__Task instructions__.
The response should consist of the data reproduced word for word.

__Material for the task__.
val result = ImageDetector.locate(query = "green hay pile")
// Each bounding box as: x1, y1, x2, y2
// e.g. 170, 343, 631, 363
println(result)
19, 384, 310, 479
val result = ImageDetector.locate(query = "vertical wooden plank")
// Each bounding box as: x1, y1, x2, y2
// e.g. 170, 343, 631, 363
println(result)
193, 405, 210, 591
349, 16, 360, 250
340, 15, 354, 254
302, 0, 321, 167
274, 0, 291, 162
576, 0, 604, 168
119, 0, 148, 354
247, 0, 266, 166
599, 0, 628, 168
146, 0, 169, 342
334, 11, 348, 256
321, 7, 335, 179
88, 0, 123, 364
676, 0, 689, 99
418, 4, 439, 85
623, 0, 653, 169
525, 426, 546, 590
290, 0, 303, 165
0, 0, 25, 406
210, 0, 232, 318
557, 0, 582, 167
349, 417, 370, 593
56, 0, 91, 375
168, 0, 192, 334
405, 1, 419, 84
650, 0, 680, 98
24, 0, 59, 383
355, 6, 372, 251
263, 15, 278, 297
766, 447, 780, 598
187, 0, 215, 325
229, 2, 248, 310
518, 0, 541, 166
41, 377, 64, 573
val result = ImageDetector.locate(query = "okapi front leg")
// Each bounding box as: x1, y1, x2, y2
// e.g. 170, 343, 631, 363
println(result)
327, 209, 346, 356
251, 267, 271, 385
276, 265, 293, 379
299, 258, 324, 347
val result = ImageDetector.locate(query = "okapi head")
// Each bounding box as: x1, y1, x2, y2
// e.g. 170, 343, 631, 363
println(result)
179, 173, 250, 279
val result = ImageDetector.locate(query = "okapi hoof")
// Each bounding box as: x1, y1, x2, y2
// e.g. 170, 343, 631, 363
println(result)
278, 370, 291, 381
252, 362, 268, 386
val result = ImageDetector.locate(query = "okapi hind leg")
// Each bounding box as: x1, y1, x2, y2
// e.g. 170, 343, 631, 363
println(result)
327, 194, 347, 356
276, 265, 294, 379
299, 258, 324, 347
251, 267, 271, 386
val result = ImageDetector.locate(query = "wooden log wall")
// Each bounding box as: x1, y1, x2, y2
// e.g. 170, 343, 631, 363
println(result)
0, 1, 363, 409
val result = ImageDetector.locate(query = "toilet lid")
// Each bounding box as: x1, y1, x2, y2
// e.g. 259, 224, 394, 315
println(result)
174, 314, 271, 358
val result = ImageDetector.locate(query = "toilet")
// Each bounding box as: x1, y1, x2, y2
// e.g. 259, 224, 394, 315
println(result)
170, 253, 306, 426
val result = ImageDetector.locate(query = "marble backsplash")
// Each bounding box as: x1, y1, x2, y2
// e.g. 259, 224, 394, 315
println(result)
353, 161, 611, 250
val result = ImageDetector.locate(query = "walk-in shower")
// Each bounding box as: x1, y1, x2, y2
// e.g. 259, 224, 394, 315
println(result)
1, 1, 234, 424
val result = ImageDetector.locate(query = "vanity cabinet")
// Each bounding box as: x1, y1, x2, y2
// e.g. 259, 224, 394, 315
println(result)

__Response to this task__.
val result = ImageDetector.locate(query = "green hay pile")
// Each bounding box as: x1, y1, x2, y2
// e.g. 170, 343, 631, 363
println(result)
19, 384, 310, 479
val result = ImageDetector.locate(query = "vertical wooden plank")
// Each bounding box as: x1, y1, x2, y2
// e.g. 170, 343, 631, 363
println(result)
193, 405, 210, 591
349, 16, 360, 250
340, 15, 354, 254
302, 0, 321, 167
274, 0, 291, 162
576, 0, 604, 168
119, 0, 148, 354
247, 0, 266, 166
599, 0, 628, 168
146, 0, 169, 342
334, 11, 348, 256
321, 7, 335, 179
88, 0, 123, 364
676, 0, 689, 99
418, 4, 439, 85
623, 0, 653, 169
525, 426, 546, 590
290, 0, 303, 165
0, 0, 25, 406
210, 0, 232, 318
557, 0, 582, 167
349, 417, 370, 593
56, 0, 91, 375
168, 0, 192, 334
405, 1, 419, 84
650, 0, 680, 98
24, 0, 59, 383
355, 6, 372, 251
263, 15, 278, 297
766, 447, 780, 598
187, 0, 215, 325
229, 2, 248, 310
518, 0, 541, 166
41, 377, 64, 573
val result = ImageDetector.locate(query = "okapi front leg")
// Each bounding box as: x1, y1, x2, y2
// e.g. 170, 343, 631, 363
println(result)
327, 209, 346, 356
251, 267, 271, 385
276, 265, 293, 379
299, 258, 324, 347
val result = ImageDetector.locate(query = "okapi head")
// Each bounding box as: x1, y1, x2, y2
// e.g. 170, 343, 631, 363
println(result)
179, 173, 250, 279
val result = ImageDetector.locate(query = "okapi hoof")
// Each bounding box as: x1, y1, x2, y2
// e.g. 170, 343, 631, 363
println(result)
278, 370, 291, 381
252, 362, 268, 386
val result = ImageDetector.locate(query = "okapi hind leg")
// Each bounding box as: x1, y1, x2, y2
// e.g. 170, 343, 631, 363
println(result)
327, 194, 347, 356
276, 265, 294, 379
299, 258, 324, 347
251, 267, 271, 386
val result = ImageDetector.locate(query = "wooden log wall")
// Each bounding box as: x1, y1, x2, y2
// e.g. 170, 343, 631, 363
println(result)
0, 1, 363, 409
val result = ImageDetector.locate(query = "toilet lid")
// Each bounding box as: x1, y1, x2, y2
// e.g. 259, 224, 394, 315
println(result)
174, 314, 271, 358
val result = ImageDetector.locate(query = "toilet")
// Each bounding box as: x1, y1, x2, y2
// e.g. 259, 224, 394, 315
println(result)
170, 253, 306, 426
val result = ImageDetector.locate(query = "marble backsplash")
// Each bounding box as: x1, y1, x2, y2
// e.g. 259, 224, 394, 315
println(result)
353, 161, 611, 250
val result = ImageDetector.locate(query = "walk-in shower")
// Each bounding box as: x1, y1, x2, y2
// e.g. 259, 224, 394, 315
println(result)
1, 1, 234, 424
val result = ImageDetector.locate(query = "vanity cabinet")
// Each bounding box as: x1, y1, x2, y2
// e.g. 259, 224, 394, 315
println(result)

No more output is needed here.